[Natural-language object grounding data]
***
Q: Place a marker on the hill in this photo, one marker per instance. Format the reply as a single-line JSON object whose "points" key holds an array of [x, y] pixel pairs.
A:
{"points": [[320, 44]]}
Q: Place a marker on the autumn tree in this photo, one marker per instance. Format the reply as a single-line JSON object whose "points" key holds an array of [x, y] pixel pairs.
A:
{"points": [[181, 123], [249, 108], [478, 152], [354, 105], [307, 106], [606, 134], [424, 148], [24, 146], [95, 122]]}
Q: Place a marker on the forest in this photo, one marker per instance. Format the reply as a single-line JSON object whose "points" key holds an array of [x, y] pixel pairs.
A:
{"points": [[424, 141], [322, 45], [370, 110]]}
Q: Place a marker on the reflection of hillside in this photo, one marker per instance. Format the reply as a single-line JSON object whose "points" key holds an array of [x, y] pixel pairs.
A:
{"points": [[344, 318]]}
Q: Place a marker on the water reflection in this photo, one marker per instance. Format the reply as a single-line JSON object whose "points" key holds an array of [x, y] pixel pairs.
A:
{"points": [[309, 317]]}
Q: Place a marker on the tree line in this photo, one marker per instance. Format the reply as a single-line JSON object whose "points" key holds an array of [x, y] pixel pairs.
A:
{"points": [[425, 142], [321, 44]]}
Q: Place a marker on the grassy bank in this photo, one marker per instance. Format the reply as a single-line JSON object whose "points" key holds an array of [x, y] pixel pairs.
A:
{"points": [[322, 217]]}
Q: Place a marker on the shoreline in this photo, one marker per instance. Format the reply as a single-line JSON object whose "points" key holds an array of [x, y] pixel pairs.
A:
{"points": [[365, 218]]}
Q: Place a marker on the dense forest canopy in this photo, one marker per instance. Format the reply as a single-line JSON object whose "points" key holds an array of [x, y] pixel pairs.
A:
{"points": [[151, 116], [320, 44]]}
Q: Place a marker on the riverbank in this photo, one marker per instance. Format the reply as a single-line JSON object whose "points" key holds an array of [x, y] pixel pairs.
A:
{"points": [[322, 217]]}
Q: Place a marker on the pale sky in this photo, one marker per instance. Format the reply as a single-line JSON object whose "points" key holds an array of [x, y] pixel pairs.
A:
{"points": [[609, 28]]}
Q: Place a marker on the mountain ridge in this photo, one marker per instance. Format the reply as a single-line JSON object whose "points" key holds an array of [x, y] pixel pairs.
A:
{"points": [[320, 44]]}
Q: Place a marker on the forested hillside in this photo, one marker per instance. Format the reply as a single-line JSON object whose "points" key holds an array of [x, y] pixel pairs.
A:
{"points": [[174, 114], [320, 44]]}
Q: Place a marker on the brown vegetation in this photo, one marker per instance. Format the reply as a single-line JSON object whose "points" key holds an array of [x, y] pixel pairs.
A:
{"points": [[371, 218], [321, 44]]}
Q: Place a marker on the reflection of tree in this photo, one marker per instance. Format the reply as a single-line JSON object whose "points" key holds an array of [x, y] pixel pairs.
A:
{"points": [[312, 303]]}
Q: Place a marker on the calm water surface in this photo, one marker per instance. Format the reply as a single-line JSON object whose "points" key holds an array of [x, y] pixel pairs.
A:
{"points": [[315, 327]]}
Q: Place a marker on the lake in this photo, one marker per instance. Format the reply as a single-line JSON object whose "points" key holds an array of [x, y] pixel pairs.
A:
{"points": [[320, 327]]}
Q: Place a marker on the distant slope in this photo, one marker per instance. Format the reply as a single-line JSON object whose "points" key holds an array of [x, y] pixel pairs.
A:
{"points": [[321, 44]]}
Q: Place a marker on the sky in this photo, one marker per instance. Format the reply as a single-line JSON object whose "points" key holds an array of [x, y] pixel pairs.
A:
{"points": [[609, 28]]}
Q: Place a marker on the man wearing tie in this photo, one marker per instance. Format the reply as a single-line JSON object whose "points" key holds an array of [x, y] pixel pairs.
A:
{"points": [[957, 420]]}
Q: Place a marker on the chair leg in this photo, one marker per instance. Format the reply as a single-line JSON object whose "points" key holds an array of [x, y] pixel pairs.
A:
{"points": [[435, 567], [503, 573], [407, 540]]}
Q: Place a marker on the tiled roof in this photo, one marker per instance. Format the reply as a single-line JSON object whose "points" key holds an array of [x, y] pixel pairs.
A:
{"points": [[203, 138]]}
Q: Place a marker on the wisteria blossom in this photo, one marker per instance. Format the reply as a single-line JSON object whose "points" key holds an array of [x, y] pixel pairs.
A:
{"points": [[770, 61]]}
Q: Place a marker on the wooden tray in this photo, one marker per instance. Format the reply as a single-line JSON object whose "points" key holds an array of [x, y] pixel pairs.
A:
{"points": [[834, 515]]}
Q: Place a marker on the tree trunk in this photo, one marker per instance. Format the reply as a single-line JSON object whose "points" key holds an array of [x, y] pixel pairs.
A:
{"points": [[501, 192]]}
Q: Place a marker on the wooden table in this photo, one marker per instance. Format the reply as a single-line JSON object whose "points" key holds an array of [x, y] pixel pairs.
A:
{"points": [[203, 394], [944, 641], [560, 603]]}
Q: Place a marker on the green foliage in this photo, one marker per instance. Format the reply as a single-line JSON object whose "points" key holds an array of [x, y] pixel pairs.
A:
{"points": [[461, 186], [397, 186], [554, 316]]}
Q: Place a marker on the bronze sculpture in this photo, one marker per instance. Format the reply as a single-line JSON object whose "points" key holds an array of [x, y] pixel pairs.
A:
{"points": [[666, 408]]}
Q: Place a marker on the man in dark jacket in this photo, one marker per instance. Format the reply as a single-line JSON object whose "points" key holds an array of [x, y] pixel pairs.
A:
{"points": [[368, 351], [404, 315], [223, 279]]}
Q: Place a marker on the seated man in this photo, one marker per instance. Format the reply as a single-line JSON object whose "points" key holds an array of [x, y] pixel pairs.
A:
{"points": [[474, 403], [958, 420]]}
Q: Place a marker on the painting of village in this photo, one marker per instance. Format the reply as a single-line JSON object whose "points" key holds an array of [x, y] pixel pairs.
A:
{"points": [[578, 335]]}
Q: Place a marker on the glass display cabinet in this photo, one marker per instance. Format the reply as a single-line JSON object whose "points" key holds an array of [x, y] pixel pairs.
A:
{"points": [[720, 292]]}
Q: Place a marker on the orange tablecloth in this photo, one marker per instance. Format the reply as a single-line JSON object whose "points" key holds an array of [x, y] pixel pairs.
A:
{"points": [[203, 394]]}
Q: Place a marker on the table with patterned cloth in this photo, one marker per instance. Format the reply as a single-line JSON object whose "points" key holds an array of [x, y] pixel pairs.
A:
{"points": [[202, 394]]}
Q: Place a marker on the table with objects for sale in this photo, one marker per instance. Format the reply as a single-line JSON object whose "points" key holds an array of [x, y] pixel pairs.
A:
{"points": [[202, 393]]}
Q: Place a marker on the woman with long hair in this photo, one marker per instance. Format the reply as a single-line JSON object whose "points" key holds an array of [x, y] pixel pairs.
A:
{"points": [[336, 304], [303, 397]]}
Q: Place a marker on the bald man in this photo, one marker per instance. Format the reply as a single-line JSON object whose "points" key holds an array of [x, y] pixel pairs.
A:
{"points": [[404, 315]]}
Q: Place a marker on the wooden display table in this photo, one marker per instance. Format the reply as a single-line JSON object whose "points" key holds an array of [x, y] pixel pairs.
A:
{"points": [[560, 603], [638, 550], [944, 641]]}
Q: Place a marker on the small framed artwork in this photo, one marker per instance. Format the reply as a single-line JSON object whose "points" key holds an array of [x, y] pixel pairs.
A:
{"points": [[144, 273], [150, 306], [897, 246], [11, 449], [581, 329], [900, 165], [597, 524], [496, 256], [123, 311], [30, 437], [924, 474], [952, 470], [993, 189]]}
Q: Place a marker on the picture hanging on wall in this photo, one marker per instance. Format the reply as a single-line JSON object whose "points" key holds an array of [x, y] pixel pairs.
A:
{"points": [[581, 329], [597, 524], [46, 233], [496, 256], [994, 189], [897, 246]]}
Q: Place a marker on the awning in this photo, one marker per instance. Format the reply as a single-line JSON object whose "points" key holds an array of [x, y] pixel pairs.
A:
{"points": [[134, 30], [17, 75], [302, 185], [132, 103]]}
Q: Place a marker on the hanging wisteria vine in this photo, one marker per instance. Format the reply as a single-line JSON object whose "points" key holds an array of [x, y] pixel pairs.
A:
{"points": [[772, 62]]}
***
Each line that holds the word "reflection" should be extracted from the records.

Q: Place a marker on the reflection of hillside in this photo, one marker per instance. Format the reply as a single-line JSON object whose "points" key holds an array of [x, y] pixel pairs.
Q: Place a marker on the water reflection in this photo, one marker per instance. Format the reply as a single-line JSON object whose "points" key holds an array of [x, y] pixel pairs.
Q: Place a marker on the reflection of tree in this photo, one marker per instance. Format the reply as a single-line JSON object whose "points" key holds an array of [x, y] pixel pairs.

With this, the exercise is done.